> _Data supplied_:

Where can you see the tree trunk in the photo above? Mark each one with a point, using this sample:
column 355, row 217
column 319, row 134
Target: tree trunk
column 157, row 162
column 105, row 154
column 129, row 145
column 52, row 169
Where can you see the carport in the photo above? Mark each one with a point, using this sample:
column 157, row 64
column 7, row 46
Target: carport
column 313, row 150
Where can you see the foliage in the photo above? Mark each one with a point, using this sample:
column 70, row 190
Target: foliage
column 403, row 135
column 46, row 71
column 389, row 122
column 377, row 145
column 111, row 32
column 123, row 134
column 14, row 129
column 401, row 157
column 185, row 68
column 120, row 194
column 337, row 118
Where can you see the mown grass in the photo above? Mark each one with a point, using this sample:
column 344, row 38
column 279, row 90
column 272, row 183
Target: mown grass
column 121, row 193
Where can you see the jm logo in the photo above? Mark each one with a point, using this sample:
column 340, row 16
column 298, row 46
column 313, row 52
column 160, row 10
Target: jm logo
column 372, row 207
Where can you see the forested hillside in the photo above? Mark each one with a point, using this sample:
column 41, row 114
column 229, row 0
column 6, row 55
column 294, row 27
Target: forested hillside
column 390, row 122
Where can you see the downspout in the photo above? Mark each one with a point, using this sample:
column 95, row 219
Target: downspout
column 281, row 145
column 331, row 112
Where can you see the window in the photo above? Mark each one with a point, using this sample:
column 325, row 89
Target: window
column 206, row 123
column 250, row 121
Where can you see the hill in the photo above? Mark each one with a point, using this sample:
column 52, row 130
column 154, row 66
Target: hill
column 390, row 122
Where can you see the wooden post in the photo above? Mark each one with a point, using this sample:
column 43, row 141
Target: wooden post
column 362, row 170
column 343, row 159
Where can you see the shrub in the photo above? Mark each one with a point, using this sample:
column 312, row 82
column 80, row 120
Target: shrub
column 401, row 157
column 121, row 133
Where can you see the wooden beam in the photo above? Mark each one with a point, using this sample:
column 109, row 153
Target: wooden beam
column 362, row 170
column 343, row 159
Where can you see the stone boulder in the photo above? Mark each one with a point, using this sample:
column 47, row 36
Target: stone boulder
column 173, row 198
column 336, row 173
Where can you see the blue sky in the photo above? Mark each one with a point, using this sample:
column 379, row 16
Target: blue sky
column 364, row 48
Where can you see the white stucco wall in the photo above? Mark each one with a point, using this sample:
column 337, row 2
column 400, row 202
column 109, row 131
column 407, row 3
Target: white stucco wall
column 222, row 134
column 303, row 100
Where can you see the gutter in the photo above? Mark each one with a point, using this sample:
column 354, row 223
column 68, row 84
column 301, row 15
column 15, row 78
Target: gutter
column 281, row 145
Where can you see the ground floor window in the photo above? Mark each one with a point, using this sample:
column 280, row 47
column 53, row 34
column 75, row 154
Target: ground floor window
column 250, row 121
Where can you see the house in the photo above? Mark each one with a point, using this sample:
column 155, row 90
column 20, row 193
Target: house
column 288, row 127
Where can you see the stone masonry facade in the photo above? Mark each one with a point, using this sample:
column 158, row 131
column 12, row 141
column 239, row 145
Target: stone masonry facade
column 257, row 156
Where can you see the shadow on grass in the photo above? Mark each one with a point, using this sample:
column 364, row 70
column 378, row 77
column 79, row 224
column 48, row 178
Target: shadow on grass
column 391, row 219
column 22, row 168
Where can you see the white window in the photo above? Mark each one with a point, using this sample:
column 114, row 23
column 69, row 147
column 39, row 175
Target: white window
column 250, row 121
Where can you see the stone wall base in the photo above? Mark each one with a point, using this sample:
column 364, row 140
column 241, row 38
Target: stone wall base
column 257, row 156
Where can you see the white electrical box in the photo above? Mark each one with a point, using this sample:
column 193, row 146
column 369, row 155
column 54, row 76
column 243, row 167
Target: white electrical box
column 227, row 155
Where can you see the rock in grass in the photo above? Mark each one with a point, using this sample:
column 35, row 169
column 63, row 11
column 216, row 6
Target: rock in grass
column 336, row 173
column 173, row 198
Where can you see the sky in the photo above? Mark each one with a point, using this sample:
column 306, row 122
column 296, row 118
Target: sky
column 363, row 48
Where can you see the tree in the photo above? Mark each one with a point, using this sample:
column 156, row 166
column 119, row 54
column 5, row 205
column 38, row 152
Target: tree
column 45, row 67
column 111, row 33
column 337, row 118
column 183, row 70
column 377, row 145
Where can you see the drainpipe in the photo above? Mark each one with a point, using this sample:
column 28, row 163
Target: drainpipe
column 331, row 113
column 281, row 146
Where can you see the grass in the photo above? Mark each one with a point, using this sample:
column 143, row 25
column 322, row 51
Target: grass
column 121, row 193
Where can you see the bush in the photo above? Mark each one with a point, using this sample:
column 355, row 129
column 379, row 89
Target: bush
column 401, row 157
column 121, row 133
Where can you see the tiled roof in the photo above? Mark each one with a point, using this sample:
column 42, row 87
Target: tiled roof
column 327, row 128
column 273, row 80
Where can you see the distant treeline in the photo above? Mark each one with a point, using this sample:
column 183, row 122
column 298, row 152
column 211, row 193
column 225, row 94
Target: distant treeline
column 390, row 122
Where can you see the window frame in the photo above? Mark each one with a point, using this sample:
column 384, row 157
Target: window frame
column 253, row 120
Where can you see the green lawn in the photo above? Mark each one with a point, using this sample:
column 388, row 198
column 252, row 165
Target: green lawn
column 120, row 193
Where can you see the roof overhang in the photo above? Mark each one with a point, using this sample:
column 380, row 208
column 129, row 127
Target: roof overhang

> _Stated task_: Reproduce the records from the line with "Where can you see the blue" to the line with "column 22, row 168", swapping "stucco" for "plaster" and leaving everything else unchanged.

> _Task result_:
Where can you see the blue sky in the photo above? Mark each one with a point, using this sample:
column 379, row 16
Target: blue sky
column 364, row 48
Where can you see the white plaster wall in the photo above? Mark each one with a point, using this sample:
column 337, row 2
column 400, row 202
column 109, row 131
column 407, row 3
Target: white plaster wall
column 222, row 134
column 303, row 100
Where can you see the gutter in the photo above? Mark each one with a point, using this sample:
column 354, row 223
column 68, row 84
column 301, row 15
column 15, row 78
Target: gutter
column 281, row 145
Where can you see the ground floor window in the photo above? Mark each one with a point, using this sample:
column 280, row 47
column 53, row 34
column 75, row 154
Target: ground floor window
column 250, row 121
Where can you see the house in the photo above? Mark each one with a point, using this sample:
column 155, row 90
column 20, row 193
Target: house
column 288, row 127
Where can you see the stone masonry facade in the photo above? Mark each one with a point, using this sample:
column 158, row 131
column 12, row 141
column 239, row 145
Target: stone masonry facade
column 257, row 156
Where can you see the shadow on grass in the photo above? Mark each one with a point, using this sample:
column 364, row 70
column 378, row 77
column 79, row 224
column 48, row 178
Target: shadow on grass
column 391, row 219
column 22, row 168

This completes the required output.